* Begin *

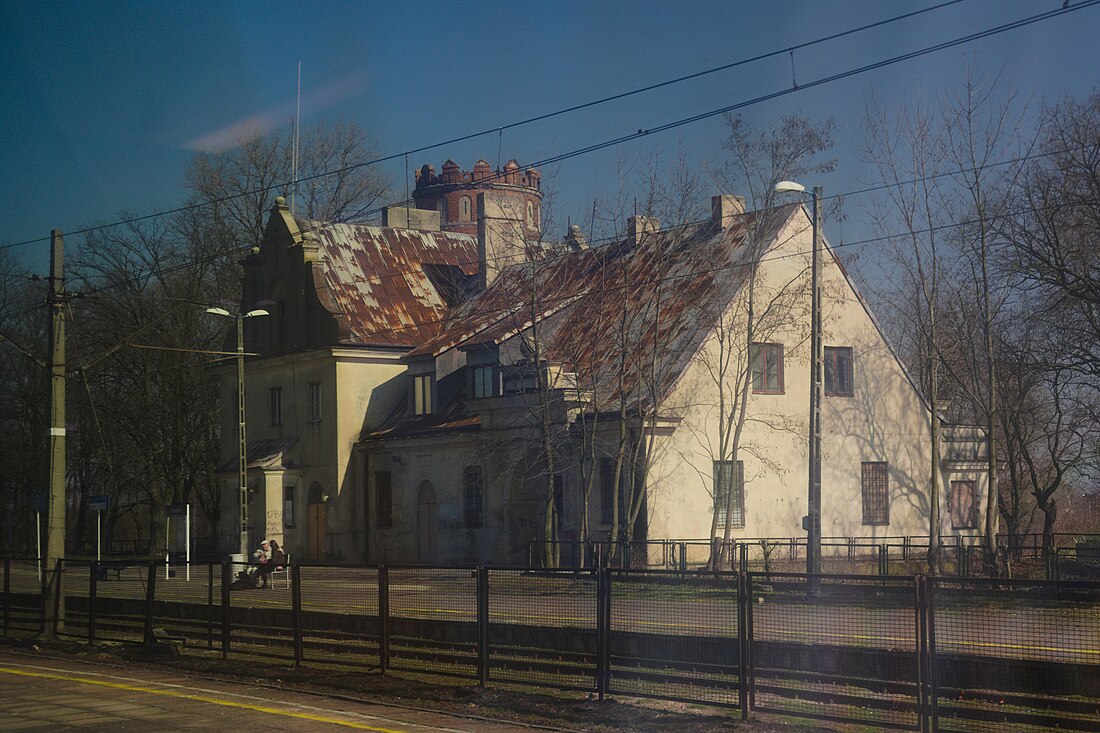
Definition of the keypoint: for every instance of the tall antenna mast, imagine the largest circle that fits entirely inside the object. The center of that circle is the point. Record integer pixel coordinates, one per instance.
(297, 128)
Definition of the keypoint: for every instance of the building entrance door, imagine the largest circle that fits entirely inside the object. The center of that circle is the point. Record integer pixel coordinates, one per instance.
(426, 522)
(316, 525)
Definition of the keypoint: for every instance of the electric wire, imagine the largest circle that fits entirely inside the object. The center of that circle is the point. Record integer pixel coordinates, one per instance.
(509, 126)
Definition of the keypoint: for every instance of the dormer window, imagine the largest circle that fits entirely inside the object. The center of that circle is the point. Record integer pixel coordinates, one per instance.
(421, 394)
(484, 381)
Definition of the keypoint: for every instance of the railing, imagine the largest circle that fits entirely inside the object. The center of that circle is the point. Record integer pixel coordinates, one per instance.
(909, 652)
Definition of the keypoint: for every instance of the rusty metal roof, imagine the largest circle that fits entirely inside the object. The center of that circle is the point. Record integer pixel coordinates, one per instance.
(646, 306)
(377, 283)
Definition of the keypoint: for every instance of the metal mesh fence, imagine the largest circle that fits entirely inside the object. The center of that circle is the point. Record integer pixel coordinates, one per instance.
(1004, 653)
(261, 619)
(542, 627)
(432, 620)
(836, 646)
(340, 615)
(674, 636)
(22, 591)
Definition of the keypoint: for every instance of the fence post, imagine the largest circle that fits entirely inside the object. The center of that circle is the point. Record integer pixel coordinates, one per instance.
(296, 611)
(92, 582)
(743, 643)
(603, 631)
(150, 597)
(930, 595)
(482, 573)
(383, 619)
(226, 573)
(209, 605)
(7, 594)
(922, 653)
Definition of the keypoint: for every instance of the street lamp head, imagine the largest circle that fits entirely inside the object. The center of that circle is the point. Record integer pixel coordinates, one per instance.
(784, 186)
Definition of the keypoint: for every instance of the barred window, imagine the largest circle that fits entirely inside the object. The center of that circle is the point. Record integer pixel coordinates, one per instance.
(725, 480)
(606, 490)
(315, 402)
(421, 394)
(767, 367)
(964, 502)
(876, 492)
(472, 493)
(384, 499)
(838, 371)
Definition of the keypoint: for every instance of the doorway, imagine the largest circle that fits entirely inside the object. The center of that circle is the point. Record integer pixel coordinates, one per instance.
(316, 525)
(426, 522)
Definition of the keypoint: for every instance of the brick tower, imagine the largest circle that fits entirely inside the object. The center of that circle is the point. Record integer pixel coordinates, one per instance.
(453, 193)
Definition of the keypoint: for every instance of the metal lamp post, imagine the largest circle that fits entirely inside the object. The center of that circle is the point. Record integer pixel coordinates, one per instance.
(813, 521)
(242, 445)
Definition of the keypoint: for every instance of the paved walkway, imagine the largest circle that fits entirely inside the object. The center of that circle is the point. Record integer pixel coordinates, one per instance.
(52, 695)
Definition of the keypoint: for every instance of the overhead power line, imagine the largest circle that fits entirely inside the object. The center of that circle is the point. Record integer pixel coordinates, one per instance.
(530, 120)
(927, 50)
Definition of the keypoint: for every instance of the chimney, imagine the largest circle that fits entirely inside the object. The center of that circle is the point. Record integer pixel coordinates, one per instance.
(575, 239)
(725, 209)
(638, 227)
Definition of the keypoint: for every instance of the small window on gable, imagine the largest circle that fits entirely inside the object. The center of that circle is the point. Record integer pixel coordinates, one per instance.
(876, 490)
(838, 371)
(315, 402)
(767, 367)
(384, 499)
(484, 382)
(275, 396)
(964, 503)
(726, 479)
(421, 394)
(473, 493)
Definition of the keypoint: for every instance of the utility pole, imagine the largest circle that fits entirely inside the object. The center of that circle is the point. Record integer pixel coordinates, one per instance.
(53, 604)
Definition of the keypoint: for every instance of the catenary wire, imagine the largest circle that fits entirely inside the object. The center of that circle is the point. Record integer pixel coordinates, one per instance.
(509, 126)
(941, 46)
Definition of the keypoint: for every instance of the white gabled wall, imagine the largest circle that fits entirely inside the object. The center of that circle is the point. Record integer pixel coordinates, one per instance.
(884, 419)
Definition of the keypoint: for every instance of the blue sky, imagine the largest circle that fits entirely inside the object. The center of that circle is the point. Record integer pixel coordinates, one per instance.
(105, 102)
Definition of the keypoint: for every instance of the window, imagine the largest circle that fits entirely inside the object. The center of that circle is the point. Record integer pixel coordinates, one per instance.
(726, 479)
(838, 371)
(421, 394)
(876, 493)
(606, 490)
(384, 498)
(767, 365)
(315, 402)
(288, 505)
(559, 496)
(472, 493)
(964, 502)
(484, 382)
(276, 402)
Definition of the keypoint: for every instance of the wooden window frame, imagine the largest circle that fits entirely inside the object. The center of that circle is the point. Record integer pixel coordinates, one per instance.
(875, 494)
(971, 522)
(831, 358)
(473, 495)
(384, 499)
(737, 484)
(765, 350)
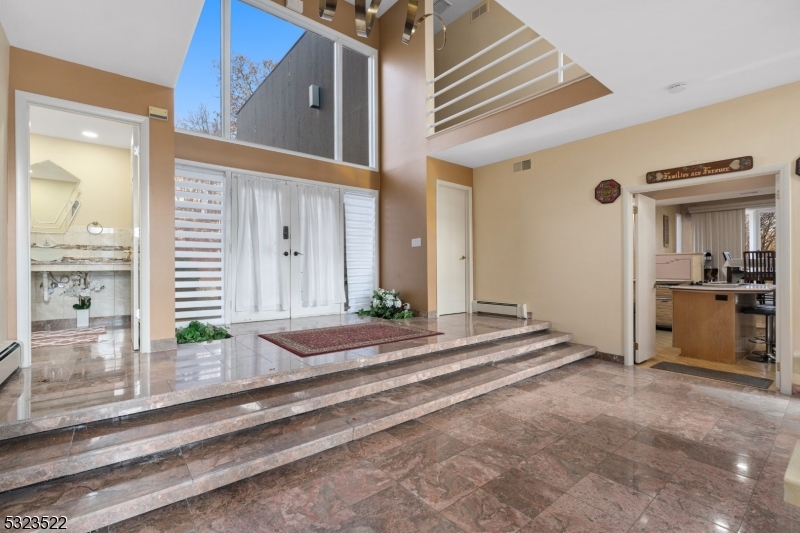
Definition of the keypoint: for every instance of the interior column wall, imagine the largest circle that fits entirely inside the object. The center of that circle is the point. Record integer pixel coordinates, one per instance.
(403, 209)
(5, 260)
(48, 76)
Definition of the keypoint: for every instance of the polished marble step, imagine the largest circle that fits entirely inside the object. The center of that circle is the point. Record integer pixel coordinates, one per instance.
(113, 493)
(49, 455)
(163, 380)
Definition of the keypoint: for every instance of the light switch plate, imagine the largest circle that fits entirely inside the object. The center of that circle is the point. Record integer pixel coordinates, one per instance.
(295, 5)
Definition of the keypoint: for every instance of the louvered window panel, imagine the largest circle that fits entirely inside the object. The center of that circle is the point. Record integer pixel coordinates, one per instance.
(199, 243)
(360, 223)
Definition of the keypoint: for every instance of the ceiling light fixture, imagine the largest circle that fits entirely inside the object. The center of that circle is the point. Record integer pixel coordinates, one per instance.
(367, 12)
(676, 88)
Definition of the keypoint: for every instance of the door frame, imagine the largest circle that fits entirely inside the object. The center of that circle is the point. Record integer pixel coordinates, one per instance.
(469, 288)
(783, 178)
(228, 170)
(22, 102)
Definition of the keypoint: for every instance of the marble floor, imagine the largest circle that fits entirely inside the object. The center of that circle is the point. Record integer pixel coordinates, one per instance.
(593, 447)
(65, 380)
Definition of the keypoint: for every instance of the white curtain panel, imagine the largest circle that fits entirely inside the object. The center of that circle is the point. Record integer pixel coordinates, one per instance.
(717, 232)
(322, 262)
(262, 277)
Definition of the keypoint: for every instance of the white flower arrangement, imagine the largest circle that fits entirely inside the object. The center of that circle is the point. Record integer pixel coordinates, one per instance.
(387, 304)
(81, 288)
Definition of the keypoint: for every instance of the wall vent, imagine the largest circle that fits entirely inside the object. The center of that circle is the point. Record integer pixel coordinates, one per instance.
(440, 6)
(479, 11)
(519, 166)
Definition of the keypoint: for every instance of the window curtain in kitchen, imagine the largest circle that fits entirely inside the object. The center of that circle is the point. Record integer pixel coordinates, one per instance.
(717, 232)
(262, 277)
(322, 259)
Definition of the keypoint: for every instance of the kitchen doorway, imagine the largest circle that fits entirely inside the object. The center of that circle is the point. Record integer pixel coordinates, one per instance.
(453, 248)
(81, 227)
(643, 342)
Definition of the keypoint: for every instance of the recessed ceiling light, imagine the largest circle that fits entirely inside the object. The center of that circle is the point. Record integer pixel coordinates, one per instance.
(676, 88)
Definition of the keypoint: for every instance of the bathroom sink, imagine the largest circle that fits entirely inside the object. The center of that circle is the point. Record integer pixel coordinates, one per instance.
(47, 254)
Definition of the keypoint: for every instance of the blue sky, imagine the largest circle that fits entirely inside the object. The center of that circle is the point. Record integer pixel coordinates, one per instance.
(254, 33)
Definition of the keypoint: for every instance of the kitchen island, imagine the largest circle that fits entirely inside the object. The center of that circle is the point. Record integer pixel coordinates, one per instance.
(708, 322)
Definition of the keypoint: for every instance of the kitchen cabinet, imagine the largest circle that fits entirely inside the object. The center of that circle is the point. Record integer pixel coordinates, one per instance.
(679, 267)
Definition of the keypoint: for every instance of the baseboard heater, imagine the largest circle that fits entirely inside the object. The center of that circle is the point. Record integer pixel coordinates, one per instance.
(500, 308)
(9, 360)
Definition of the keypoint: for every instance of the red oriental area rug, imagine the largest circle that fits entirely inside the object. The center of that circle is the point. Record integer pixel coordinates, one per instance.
(339, 338)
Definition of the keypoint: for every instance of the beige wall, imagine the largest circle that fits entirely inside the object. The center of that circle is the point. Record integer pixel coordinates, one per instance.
(6, 262)
(439, 170)
(542, 238)
(105, 174)
(670, 211)
(48, 76)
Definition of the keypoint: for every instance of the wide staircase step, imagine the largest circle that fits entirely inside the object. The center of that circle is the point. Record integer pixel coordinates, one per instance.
(62, 411)
(108, 471)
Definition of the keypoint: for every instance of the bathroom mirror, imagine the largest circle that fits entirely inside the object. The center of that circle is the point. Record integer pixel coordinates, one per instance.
(55, 197)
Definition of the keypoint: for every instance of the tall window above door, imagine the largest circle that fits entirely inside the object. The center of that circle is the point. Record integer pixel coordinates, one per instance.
(285, 82)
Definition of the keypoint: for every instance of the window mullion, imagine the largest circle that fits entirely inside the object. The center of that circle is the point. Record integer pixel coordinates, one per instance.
(338, 101)
(225, 69)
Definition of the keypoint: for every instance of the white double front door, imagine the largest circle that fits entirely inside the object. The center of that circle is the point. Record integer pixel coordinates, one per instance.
(287, 249)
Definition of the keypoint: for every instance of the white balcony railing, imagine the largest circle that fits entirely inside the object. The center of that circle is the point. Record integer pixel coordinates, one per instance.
(510, 70)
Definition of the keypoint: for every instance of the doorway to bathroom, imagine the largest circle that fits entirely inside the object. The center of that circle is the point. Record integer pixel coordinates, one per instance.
(79, 228)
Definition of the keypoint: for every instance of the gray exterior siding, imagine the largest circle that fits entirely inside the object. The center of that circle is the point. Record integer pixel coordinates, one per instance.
(278, 114)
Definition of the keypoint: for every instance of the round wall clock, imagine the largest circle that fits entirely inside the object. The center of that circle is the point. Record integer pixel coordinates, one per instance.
(607, 191)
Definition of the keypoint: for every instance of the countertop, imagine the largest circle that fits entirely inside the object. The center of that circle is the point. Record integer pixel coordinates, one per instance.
(740, 288)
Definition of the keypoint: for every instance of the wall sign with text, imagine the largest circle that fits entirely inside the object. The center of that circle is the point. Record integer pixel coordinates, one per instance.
(702, 170)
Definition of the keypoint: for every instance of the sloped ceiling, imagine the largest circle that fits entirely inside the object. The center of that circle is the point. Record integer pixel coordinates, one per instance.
(721, 49)
(142, 39)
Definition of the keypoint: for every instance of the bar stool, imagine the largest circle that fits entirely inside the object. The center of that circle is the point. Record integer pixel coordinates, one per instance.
(768, 355)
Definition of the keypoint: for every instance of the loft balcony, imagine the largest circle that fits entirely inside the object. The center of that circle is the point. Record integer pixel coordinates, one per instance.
(495, 73)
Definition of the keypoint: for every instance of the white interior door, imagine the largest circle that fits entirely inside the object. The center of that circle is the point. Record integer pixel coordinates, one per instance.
(135, 240)
(645, 276)
(260, 251)
(452, 247)
(317, 251)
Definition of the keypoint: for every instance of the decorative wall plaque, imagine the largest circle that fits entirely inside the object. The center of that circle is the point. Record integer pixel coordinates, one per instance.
(698, 171)
(607, 191)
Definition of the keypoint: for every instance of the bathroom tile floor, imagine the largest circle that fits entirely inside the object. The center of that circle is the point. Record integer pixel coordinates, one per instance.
(64, 379)
(591, 447)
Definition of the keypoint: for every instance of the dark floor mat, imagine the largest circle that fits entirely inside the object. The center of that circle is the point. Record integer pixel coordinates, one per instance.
(740, 379)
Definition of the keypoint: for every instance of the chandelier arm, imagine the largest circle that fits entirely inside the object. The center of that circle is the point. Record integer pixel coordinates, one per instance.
(365, 16)
(408, 34)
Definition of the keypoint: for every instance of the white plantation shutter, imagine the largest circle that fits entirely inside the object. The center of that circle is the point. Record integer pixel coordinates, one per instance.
(199, 242)
(360, 227)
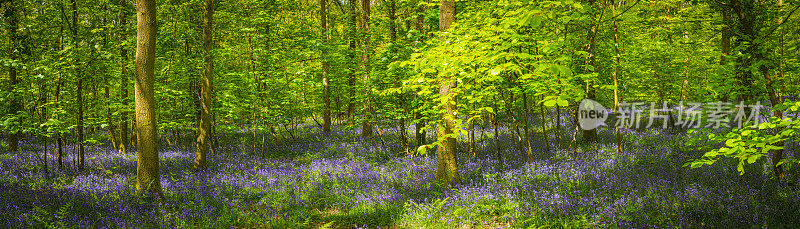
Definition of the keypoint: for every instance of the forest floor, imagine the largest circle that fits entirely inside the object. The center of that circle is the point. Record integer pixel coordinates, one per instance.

* End *

### [PROBLEM REQUIREMENTS]
Emit the lines of the data above from the one containing "the white interior" through its final line, both endpoints included. Pictures do not belong in the output.

### [RESULT BELOW]
Definition of the keypoint: for every instance of the white interior door, imagine the largest circle that fits entirely inside the object. The center of that circle is the point. Record integer pixel coordinates, one per instance.
(135, 240)
(645, 276)
(260, 251)
(452, 247)
(317, 251)
Definition of the keypoint: for every instance of the decorative wall plaque, imagine the largest circle that fits entirely inside the object. The center of that circle is the point. Record integer pixel coordinates, one per instance.
(698, 171)
(607, 191)
Definition of the keypoint: for every instance of the bathroom tile floor, imagine the largest circle that fits entirely inside the object. The center of that circle is the point. Record integer pixel coordinates, one per instance.
(64, 379)
(591, 447)
Definition of the keypoint: for every instance of the dark floor mat, imagine the largest circle that fits entirely inside the object. The center of that circle is the point. Record integer pixel coordinates, one per instance.
(740, 379)
Definition of the keypoint: for every instance of the chandelier arm, imagine the largest circle that fits entirely inside the object. The center of that circle is the point. Record integer pixel coordinates, one per instance.
(365, 16)
(408, 34)
Definition of the keypoint: for every instance of the white plantation shutter, imagine the largest circle that fits entirely inside the object. The center of that circle is the point. Record integer pixel coordinates, one per instance.
(199, 242)
(360, 227)
Definition of the keypoint: for every instance of the forest floor, imagine the largest circle that fits entirely inside the object. The center of that circle is the point. Record integer pixel coordinates, one per instance.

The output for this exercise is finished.